▸ TASK INSTRUCTIONS: Reproduce each entry below exactly, without omitting any.

▸ RECORDED DATA:
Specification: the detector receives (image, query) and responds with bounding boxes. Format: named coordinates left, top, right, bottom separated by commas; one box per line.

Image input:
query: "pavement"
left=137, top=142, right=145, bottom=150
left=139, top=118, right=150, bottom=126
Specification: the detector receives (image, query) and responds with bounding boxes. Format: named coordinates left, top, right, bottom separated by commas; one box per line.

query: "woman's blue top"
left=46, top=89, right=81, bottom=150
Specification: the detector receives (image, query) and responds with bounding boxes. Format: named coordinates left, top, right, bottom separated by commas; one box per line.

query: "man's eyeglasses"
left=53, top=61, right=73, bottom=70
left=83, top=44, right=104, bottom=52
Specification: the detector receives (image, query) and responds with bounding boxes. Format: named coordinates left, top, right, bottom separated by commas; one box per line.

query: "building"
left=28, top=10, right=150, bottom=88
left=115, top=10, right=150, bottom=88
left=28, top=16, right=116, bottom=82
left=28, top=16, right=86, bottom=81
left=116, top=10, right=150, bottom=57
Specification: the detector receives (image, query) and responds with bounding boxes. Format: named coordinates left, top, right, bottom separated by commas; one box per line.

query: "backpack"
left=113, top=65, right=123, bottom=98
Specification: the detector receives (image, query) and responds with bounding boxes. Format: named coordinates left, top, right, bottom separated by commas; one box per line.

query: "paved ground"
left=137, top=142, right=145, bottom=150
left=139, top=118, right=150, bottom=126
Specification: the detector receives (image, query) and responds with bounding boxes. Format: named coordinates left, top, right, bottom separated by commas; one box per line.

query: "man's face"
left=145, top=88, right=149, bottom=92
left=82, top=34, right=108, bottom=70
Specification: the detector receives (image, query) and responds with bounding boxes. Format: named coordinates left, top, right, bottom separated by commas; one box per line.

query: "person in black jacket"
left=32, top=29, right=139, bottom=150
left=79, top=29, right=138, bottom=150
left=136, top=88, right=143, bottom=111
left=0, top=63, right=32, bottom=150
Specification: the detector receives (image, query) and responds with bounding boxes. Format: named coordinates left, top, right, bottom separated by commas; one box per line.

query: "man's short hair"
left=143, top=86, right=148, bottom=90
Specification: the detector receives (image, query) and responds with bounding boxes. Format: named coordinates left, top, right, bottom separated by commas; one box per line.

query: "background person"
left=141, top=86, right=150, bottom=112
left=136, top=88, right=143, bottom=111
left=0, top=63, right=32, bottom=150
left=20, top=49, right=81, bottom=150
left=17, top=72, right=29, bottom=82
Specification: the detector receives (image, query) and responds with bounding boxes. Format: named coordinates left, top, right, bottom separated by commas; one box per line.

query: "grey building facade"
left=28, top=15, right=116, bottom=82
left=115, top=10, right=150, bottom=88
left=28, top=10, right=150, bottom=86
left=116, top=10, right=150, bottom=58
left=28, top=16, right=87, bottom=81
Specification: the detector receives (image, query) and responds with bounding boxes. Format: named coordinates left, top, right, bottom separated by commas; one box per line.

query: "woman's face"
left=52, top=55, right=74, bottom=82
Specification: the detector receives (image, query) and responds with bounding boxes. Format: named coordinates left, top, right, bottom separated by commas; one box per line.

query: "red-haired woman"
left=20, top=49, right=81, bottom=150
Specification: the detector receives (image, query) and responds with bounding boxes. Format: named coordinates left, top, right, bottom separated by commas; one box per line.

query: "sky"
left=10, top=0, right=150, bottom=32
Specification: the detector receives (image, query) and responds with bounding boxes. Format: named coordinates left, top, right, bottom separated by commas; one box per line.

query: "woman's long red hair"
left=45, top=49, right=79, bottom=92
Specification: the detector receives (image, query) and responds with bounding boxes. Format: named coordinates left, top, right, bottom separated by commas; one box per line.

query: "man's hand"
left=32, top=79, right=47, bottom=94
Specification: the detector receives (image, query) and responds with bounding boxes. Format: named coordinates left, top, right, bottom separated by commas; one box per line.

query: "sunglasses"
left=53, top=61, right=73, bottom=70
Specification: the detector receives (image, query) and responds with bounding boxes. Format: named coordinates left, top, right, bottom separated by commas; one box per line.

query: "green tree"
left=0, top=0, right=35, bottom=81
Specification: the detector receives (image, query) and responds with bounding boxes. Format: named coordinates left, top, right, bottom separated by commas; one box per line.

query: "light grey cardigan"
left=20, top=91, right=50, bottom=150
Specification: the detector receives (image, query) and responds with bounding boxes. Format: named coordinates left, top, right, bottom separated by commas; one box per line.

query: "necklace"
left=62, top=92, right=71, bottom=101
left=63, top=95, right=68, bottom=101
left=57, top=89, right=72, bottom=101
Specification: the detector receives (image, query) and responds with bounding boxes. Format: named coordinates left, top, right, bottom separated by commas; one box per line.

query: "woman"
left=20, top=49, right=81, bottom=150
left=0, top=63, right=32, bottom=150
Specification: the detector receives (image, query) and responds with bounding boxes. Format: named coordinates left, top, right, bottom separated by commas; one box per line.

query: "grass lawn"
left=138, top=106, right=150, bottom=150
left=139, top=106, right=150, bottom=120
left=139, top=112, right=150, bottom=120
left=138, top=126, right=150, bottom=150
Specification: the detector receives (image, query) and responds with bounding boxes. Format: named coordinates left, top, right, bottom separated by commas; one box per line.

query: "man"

▸ EXERCISE RESULT:
Specification: the detector receives (image, query) and responds with bounding boxes. Format: named coordinates left, top, right, bottom separated by commas; one box per line.

Image input:
query: "pavement"
left=137, top=142, right=145, bottom=150
left=139, top=118, right=150, bottom=126
Specification: the detector receives (image, query) and responds with bounding boxes. Format: named coordinates left, top, right, bottom separated by commas; one box per line.

query: "woman's blue top"
left=46, top=89, right=81, bottom=150
Specification: the detector receives (image, query) and responds with bounding boxes. Format: named coordinates left, top, right, bottom separated by commas; one box per line.

query: "man's eyeglasses"
left=53, top=61, right=73, bottom=70
left=83, top=44, right=104, bottom=52
Specification: the detector receives (image, query) and responds with bounding boxes. Format: named coordinates left, top, right, bottom separated by commas; one box per line.

query: "building"
left=28, top=10, right=150, bottom=88
left=115, top=10, right=150, bottom=88
left=28, top=16, right=116, bottom=82
left=28, top=16, right=86, bottom=81
left=116, top=10, right=150, bottom=57
Specification: the detector receives (image, query) and responds with bounding boxes. Format: named coordinates left, top, right, bottom separated by commas; one box per line.

query: "backpack"
left=113, top=65, right=123, bottom=98
Specification: the detector receives (image, query) and responds with bounding boxes. Format: named coordinates left, top, right, bottom separated by commas; one box per line.

query: "paved ground"
left=137, top=142, right=145, bottom=150
left=139, top=118, right=150, bottom=126
Specification: the detector receives (image, query) and responds with bounding boxes. Format: named coordinates left, top, right, bottom separated by commas; one box per line.

query: "man's face"
left=145, top=88, right=149, bottom=92
left=82, top=34, right=108, bottom=70
Specification: the detector receives (image, query) and responds with bounding boxes. Format: named coordinates left, top, right, bottom separated by commas; one box per line.

query: "person in black jacket"
left=32, top=29, right=139, bottom=150
left=79, top=29, right=138, bottom=150
left=136, top=88, right=143, bottom=111
left=0, top=63, right=32, bottom=150
Specification: the detector receives (image, query) and responds with bounding boxes. Format: named coordinates left, top, right, bottom separated by commas; one box per line.

query: "man's short hair"
left=143, top=86, right=148, bottom=90
Specification: the detector receives (image, query) and responds with bounding boxes. Format: named coordinates left, top, right, bottom separated by commas; one box per line.

query: "background person"
left=141, top=86, right=150, bottom=112
left=136, top=88, right=143, bottom=111
left=0, top=63, right=32, bottom=150
left=20, top=49, right=81, bottom=150
left=17, top=72, right=29, bottom=82
Specification: the detector receives (image, query) and responds with bounding boxes. Format: named coordinates left, top, right, bottom separated by commas; one box per line.

query: "grey building facade"
left=28, top=15, right=116, bottom=82
left=115, top=10, right=150, bottom=88
left=28, top=10, right=150, bottom=86
left=116, top=10, right=150, bottom=58
left=28, top=16, right=87, bottom=81
Specification: the detector receives (image, query) and responds with bounding boxes. Format: named coordinates left, top, right, bottom separated by commas; one box per line.

query: "woman's face"
left=52, top=55, right=74, bottom=82
Specification: the detector receives (image, query) and responds with bounding boxes. Format: named coordinates left, top, right, bottom separated by commas; one box per line.

query: "red-haired woman"
left=20, top=49, right=81, bottom=150
Specification: the detector receives (image, query) and responds with bounding boxes. Format: named coordinates left, top, right, bottom separated by commas; one box per line.

query: "sky"
left=10, top=0, right=150, bottom=32
Specification: the detector receives (image, query) and responds with bounding boxes. Format: named coordinates left, top, right, bottom separated by commas; one box per line.

query: "woman's long red hair"
left=45, top=49, right=79, bottom=92
Specification: the detector receives (image, query) and responds with bounding boxes. Format: named coordinates left, top, right, bottom separated by commas; one box per line.

query: "man's hand"
left=32, top=79, right=47, bottom=94
Specification: the detector receives (image, query) and responds with bounding boxes. Format: named coordinates left, top, right, bottom separated by commas; one box per line.

query: "sunglasses"
left=53, top=61, right=73, bottom=70
Specification: the detector receives (image, query) and responds with bounding boxes. Format: named coordinates left, top, right, bottom separated by commas; one box per line.

query: "green tree"
left=0, top=0, right=35, bottom=81
Specification: the detector receives (image, query) and responds with bounding boxes. Format: named coordinates left, top, right, bottom separated by commas; one box per line.

query: "light grey cardigan"
left=20, top=91, right=50, bottom=150
Specification: the detector receives (image, query) and responds with bounding boxes. Format: named coordinates left, top, right, bottom separated by commas; one box per line.

query: "necklace"
left=62, top=92, right=71, bottom=101
left=63, top=95, right=68, bottom=101
left=57, top=89, right=72, bottom=101
Specification: the detector receives (image, query) and responds with bounding boxes. Format: named coordinates left, top, right, bottom separated by commas; one box per line.

query: "woman"
left=20, top=49, right=81, bottom=150
left=0, top=63, right=32, bottom=150
Specification: the detector receives (image, query) and responds with bounding boxes. Format: named coordinates left, top, right, bottom separated by commas; one box per line.

query: "grass lawn"
left=138, top=106, right=150, bottom=150
left=139, top=106, right=150, bottom=120
left=139, top=112, right=150, bottom=120
left=138, top=126, right=150, bottom=150
Specification: the detector receives (image, query) and responds with bounding boxes. Format: named coordinates left, top, right, bottom separated by commas; one box per line.

query: "man"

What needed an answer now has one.